State how many lines in the listing below contain the string "hair", treating case as significant. Give only the number.

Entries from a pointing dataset

[start]

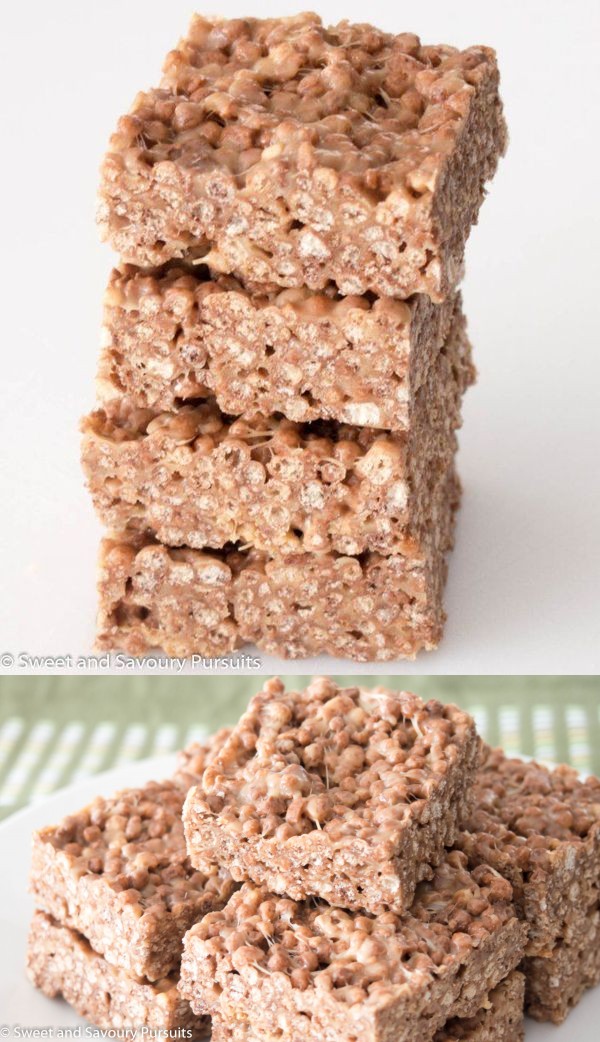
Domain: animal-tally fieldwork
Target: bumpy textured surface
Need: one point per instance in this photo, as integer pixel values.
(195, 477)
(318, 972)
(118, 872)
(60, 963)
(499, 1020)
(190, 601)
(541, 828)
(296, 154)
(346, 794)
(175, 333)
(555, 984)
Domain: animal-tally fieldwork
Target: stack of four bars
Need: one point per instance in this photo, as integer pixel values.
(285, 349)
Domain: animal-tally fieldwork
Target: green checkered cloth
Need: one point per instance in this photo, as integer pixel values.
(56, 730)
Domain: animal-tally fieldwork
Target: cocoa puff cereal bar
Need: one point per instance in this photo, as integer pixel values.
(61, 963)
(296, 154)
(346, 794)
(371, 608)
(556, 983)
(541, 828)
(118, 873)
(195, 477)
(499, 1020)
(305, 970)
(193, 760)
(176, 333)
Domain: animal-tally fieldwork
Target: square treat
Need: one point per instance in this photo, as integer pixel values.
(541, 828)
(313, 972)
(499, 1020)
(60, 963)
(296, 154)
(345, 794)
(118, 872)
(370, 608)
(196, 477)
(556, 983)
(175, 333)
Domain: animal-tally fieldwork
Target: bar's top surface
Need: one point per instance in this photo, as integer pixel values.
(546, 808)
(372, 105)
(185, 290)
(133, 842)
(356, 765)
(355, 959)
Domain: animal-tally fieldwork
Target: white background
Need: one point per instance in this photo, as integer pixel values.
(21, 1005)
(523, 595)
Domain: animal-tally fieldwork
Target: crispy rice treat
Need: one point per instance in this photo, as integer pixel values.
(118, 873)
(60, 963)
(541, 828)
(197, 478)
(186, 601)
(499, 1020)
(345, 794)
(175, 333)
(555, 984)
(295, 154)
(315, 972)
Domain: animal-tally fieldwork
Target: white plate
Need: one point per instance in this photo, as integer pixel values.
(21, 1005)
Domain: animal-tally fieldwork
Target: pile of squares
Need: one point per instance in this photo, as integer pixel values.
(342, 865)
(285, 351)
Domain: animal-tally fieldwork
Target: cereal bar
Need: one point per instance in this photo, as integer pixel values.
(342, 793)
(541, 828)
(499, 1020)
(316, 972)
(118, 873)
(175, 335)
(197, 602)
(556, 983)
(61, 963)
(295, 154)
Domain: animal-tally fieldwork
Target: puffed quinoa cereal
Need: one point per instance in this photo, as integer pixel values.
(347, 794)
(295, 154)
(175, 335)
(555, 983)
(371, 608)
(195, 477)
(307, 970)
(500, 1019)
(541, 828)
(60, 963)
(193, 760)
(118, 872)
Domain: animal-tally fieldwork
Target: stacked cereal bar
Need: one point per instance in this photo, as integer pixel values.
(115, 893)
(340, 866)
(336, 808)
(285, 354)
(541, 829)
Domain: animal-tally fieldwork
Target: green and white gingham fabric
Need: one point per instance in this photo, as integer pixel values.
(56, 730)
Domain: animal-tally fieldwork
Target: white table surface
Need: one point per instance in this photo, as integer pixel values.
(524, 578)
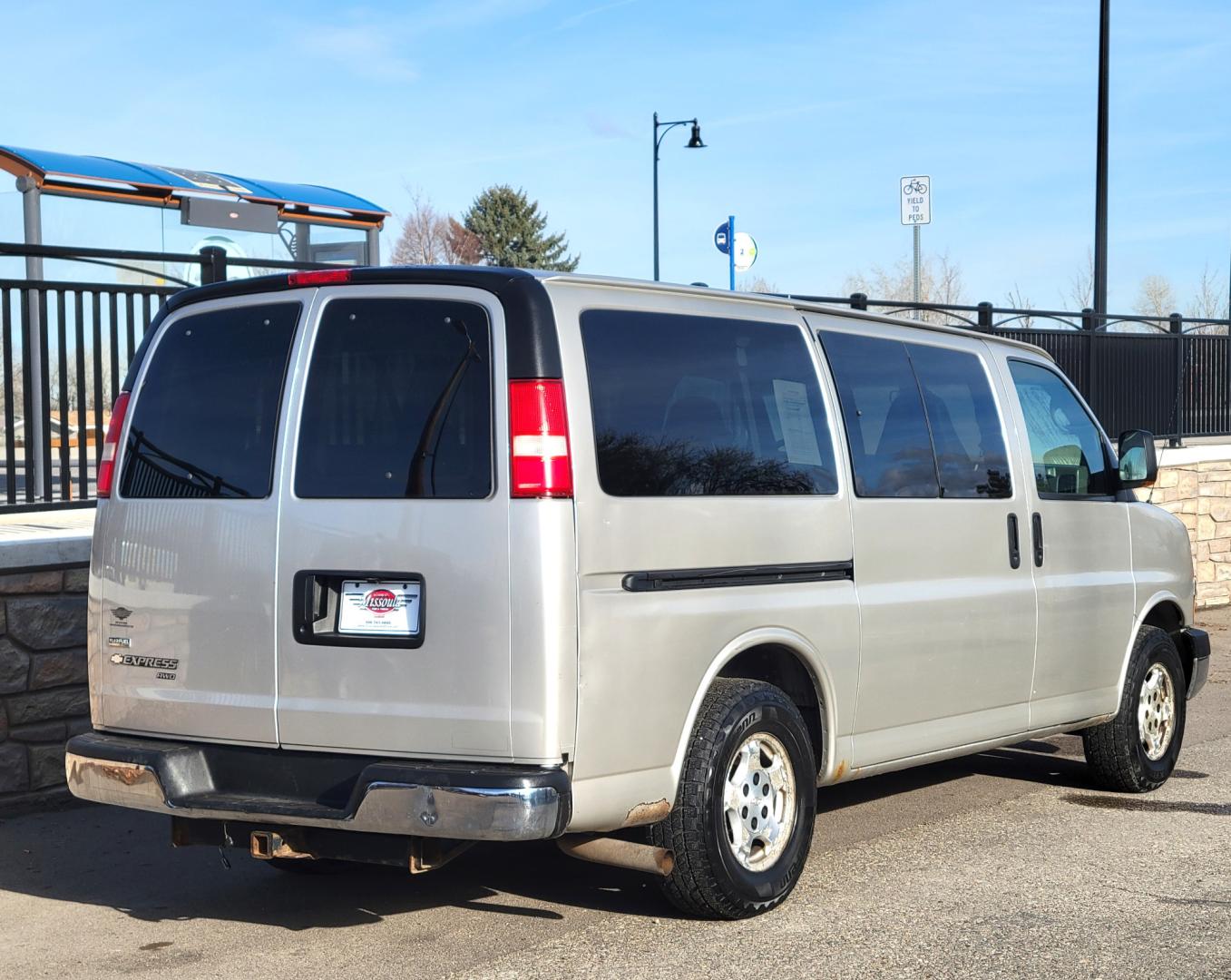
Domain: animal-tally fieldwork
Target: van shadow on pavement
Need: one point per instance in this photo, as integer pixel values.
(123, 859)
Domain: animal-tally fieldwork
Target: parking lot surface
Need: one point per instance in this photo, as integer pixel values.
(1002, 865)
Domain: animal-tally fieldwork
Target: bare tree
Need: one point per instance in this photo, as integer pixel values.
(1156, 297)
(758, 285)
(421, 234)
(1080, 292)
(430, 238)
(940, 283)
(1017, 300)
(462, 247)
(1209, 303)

[end]
[start]

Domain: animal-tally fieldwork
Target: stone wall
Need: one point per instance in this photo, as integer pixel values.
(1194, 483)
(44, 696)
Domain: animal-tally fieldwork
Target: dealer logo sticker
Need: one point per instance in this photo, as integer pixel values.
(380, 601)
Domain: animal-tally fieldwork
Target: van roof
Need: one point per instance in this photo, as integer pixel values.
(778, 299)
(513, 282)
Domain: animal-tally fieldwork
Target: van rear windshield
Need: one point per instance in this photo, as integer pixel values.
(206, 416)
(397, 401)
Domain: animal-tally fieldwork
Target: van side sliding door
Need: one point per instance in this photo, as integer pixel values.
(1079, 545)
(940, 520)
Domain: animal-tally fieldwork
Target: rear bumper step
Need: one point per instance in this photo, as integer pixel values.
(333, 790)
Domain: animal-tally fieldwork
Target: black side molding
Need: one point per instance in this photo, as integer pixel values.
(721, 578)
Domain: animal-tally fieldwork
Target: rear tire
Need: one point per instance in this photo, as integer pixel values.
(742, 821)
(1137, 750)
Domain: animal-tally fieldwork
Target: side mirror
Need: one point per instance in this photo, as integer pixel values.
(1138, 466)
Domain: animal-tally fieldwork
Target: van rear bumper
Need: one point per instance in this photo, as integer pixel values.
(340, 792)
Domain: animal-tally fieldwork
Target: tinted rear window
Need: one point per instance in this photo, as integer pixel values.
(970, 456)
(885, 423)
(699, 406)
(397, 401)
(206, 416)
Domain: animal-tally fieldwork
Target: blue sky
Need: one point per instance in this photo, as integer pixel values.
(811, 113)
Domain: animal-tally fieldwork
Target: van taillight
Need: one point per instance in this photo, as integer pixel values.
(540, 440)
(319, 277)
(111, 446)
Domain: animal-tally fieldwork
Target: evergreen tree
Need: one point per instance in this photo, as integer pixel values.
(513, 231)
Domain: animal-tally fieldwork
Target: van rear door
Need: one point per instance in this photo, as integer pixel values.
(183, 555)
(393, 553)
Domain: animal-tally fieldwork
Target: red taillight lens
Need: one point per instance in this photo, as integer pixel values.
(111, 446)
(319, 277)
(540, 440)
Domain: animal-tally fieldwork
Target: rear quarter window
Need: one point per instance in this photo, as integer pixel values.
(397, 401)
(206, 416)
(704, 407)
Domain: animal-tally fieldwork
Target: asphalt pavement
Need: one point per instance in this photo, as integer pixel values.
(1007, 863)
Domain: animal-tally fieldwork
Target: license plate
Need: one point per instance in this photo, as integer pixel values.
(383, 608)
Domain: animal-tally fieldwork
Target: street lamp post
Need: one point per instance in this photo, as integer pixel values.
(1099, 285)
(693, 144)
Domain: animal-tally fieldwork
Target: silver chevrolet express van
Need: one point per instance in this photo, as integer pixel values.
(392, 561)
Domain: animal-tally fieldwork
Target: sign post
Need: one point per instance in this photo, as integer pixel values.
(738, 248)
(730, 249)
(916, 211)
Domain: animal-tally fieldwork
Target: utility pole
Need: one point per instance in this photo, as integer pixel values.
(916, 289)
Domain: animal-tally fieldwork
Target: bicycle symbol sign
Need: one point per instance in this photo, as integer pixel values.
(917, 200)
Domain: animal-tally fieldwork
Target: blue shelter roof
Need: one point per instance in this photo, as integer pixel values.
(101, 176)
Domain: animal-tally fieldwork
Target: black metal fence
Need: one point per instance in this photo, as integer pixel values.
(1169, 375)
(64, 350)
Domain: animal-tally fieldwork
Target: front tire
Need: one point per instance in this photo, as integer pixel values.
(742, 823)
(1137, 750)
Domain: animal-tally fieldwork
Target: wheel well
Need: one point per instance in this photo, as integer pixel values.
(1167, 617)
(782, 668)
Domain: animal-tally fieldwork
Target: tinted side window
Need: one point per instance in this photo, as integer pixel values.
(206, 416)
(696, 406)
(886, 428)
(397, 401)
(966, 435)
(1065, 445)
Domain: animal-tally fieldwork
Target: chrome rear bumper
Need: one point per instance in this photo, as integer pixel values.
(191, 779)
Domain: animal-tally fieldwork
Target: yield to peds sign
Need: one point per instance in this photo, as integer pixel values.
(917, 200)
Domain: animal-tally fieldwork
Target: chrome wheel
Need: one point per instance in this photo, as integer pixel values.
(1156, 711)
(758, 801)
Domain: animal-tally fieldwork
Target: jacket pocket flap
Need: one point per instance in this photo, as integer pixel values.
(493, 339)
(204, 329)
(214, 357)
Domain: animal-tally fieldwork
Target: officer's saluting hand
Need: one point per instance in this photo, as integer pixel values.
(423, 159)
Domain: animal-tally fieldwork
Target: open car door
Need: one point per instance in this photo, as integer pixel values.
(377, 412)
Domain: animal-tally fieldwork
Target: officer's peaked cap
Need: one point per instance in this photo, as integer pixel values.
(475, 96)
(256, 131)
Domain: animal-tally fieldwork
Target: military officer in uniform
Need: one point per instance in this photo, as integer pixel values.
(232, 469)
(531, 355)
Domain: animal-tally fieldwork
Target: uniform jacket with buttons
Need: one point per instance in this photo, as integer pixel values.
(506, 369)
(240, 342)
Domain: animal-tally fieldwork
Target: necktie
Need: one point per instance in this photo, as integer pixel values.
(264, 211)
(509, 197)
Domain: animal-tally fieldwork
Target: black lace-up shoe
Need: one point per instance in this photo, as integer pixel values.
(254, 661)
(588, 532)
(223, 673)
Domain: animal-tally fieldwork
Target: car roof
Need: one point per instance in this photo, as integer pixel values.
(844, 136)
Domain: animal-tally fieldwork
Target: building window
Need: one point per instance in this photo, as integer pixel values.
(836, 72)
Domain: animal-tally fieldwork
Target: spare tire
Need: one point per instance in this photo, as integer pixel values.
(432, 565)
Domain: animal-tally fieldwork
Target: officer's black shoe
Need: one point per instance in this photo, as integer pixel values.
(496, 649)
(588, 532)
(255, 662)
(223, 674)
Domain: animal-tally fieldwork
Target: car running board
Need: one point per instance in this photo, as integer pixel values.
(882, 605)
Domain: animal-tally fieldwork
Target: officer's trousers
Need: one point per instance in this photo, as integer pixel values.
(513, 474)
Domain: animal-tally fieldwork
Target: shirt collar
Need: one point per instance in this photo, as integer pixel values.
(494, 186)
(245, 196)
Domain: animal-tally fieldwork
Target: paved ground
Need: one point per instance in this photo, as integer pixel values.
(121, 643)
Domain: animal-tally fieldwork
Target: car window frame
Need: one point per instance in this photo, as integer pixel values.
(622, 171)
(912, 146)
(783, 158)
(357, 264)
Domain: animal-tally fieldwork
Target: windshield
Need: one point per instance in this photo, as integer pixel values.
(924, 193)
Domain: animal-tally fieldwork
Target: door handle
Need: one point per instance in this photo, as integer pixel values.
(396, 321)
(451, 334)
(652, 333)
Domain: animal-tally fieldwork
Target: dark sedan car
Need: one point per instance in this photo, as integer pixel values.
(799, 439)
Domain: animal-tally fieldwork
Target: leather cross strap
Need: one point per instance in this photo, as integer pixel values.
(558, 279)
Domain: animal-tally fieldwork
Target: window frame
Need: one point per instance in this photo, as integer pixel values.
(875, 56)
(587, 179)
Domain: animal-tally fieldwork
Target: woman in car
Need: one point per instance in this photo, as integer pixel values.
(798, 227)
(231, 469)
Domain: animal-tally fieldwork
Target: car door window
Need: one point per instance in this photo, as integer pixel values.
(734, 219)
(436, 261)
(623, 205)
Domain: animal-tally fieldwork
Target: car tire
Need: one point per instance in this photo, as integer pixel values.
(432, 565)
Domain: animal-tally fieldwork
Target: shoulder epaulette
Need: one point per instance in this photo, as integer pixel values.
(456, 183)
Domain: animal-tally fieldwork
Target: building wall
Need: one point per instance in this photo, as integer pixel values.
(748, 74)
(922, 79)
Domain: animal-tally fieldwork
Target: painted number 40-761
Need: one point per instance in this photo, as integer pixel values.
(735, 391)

[end]
[start]

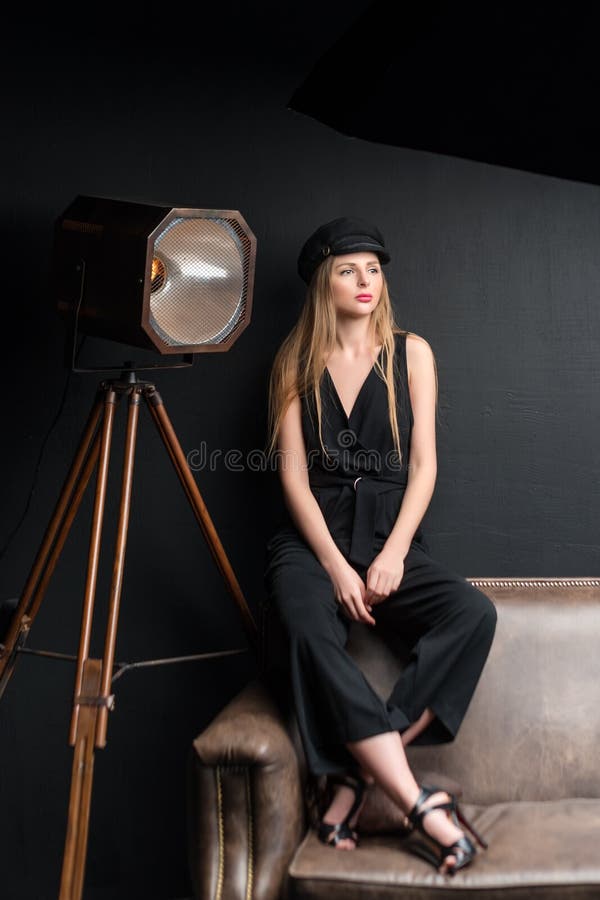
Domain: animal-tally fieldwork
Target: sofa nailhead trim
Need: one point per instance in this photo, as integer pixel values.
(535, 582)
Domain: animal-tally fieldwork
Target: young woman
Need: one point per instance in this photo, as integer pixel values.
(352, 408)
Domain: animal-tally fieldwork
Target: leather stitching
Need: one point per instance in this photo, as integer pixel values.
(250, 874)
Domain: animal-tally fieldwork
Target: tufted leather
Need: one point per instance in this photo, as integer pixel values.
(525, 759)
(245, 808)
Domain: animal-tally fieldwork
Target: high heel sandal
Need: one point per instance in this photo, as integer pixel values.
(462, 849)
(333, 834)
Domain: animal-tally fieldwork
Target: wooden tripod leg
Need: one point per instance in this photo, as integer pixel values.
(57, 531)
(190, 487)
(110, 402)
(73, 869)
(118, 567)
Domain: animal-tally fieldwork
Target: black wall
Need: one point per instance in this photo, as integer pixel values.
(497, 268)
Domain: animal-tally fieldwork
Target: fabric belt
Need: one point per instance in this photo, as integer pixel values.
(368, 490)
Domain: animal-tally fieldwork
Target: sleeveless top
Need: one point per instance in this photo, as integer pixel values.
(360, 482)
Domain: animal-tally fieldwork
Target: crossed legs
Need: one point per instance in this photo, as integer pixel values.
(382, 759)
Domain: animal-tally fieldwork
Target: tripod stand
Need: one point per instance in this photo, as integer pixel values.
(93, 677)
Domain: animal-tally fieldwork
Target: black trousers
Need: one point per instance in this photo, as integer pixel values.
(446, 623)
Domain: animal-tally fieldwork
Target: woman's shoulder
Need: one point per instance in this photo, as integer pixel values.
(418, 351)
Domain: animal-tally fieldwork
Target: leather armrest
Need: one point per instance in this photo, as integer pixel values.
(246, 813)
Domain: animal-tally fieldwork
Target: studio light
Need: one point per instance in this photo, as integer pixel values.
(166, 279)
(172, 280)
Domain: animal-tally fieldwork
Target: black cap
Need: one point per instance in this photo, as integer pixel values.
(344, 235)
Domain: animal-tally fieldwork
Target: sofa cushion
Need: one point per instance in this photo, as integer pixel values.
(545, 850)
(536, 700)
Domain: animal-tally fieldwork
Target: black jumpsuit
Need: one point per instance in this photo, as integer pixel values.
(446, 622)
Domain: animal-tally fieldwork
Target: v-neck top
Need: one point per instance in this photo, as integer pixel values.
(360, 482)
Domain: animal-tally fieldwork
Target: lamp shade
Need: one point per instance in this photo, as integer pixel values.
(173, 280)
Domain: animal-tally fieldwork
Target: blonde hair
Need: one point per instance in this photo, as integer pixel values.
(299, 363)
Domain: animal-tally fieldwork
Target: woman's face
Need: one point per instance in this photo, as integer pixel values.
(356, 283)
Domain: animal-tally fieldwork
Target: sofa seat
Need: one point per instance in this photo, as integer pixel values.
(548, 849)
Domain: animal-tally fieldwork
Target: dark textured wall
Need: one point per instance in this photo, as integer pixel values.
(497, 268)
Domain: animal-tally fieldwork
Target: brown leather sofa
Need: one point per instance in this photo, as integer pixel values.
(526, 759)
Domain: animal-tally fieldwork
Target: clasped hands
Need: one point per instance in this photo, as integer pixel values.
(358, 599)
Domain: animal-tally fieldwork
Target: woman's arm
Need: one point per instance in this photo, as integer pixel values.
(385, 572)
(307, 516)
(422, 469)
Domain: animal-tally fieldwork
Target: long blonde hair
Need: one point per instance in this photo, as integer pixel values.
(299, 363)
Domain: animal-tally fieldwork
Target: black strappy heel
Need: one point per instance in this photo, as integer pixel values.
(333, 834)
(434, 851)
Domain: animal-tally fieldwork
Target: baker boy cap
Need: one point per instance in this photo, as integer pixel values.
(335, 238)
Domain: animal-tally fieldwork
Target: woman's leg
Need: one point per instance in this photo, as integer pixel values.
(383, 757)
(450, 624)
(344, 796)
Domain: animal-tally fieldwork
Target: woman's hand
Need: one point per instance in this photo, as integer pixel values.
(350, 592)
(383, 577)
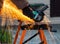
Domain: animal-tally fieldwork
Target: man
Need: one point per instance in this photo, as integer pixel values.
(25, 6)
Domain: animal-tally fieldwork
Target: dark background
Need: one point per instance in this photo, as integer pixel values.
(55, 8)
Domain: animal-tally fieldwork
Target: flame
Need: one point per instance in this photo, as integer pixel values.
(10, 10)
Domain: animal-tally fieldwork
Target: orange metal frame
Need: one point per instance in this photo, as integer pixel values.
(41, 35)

[end]

### The output
2